▶ SHORT TASK 1: From the post on impressing a date, copy out the part that opens with the words containing "Impressing a Date" and closes with "willing to take?".
▶ SHORT TASK 2: In the post on impressing a date, which two cuisines are recommended for a date who is romantic and intimate?
▶ SHORT TASK 3: Write the next part of the post on impressing a date, picking up after its final heading.

Sunday, February 10, 2008

Impressing a Date

So you've decided to take a lady out for a fancy dinner but quickly come to the realization that you know shit-all about etiquette. This can either be your time to shine or, alternatively, your opportunity to make a total jackass out of yourself. The outcome of your date could all depend on whether or not you read this article. Now is that a risk you're really willing to take?

Choosing the Restaurant

When choosing a nice place, take a few minute to think of what she might like. Is she fun and adventurous? Try Mexican or Cajun. Romantic and intimate? Go for Italian or French. Quirky and mysterious? How about Japanese or Indian. Try to avoid family joints that could end in embarrassment. Try to be original with your choice. A new experience for both of you could bring you closer.

Basic Table Manners

A few basic gestures go a long way when at the table. Firstly, always wait until the lady is seated. You're a putz if you race to your seat before her. You don't have to make it a big scene and stand up straight like a marine; just casually stall until she sits.
Never play with your cutlery. This may sound stupid and needless to mention, but too many guys will fidget with their utensils out of nervousness. Not only does this make you look like a 5 year-old, but you're also loosing eye contact with your date and just create long awkward silence.
Never refer to any waiter as "garçon", "boy" or "my good man". These clichés won't impress anyone and will only make you look like a pompous douche.

Ordering a Drink (wine)

▶ INFORMATION SHOWN:
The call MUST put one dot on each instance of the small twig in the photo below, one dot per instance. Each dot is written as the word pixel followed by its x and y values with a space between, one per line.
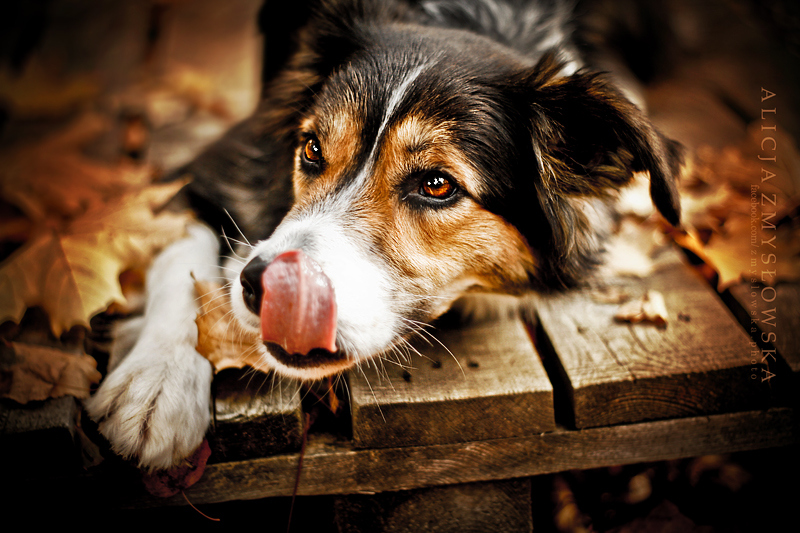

▶ EXPECTED OUTPUT 1:
Impressing a Date

So you've decided to take a lady out for a fancy dinner but quickly come to the realization that you know shit-all about etiquette. This can either be your time to shine or, alternatively, your opportunity to make a total jackass out of yourself. The outcome of your date could all depend on whether or not you read this article. Now is that a risk you're really willing to take?

▶ EXPECTED OUTPUT 2: Italian or French.

▶ EXPECTED OUTPUT 3:
A properly ordered drink is the first indication that you might, in some way, be cultured in cuisine. If you haven't already read up about wine, don't pretend you know all about it to show off. This will piss off your waiter and could result in you having a bad match with your meal. Instead, ask the waiter (or
sommelier) what he would recommend with your meal. When you get the wine, you will be shown the label first. It's important to check the label to make sure you're getting the right wine. People make mistakes and the wrong bottle could cost you a pretty penny or, alternatively, could mean for a mismatched wine with your meal. Now that the wine's been checked, you expect to smell the cork like in the movies, right? Not unless you want to seem like an idiot. The only things you do with the cork is check if it's moldy or cracking. A cracking cork could mean that pieces fell into the wine during fermentation and "corked" it. Mold doesn't mean the wine's bad, taste it first. When initially poured a sample, hold the glass by the stem (so as not to warm it) and smell it (you could examine it for sediment first, but don't take too long, that's pushing it). If it smells like old gym socks, that's the first bad sign. You should be able to pick up on some flowery, fruity or earthy smells. Red wine may need a gentle swirl to aerate. When you taste the wine, don't just gulp it down. Sip a bit and, while it's in your mouth, try to gently chew it. This will again activate some of the palate of the wine. If you like what you're tasting, then you'll give the waiter the okay to pour for the table. He should fill up the woman's glass first then come back to you. One last thing to remember before you enjoy your wine; never swirl a glass of wine that's more than 2/3 full; you risk making a mess of the table and a fool of yourself.

Ordering a Drink (cocktail)

When sitting down at a lounge, you're going to need to know how to order a drink. As classy as the trademark "vodka martini, shaken not stirred" may seem, it's not how we order drinks in the real world. When asking for your chosen liquor, it's important to specify which brand. Otherwise you'll probably be given the cheapest brand available. So a "whiskey and coke" should be a "jack and coke." Next you need to let the waiter/waitress know how much alcohol you want in your mixture (single or double). So far that's a "jack and coke, double." Lastly, you want to let the order taker know in what kind of glass you want your drink: tall or short. That leaves us with a "jack and coke, double-short." On a personal note, two drinks stand out as more masculine than others. Those being: a) jack and coke, whiskey never goes out of fashion as a man's drink. b) absolute and pineapple, vodka mixes very well with juices. Pineapple is something not heard as often as "OJ" or "cranberry" and it's been said to have
other benefits.

Ordering Food

Avoid foods that will make you look messy or make a scene. This means that finger-
lickin' ribs are best reserved for your night with the guys. If you don't know how to use chopsticks, then either learn now or ask for a fork. Spaghetti is also ill-advised for obvious reasons. Other than that, there's no real rules to which you need to adhere. It's understandable that you might not know everything and it's okay to ask your waiter about a certain meal but try asking your date first. Giving her an opportunity to help you out (even with something so trivial) will make her feel more useful to you and could possibly end up bringing the two of you closer.

Table Etiquette (continued)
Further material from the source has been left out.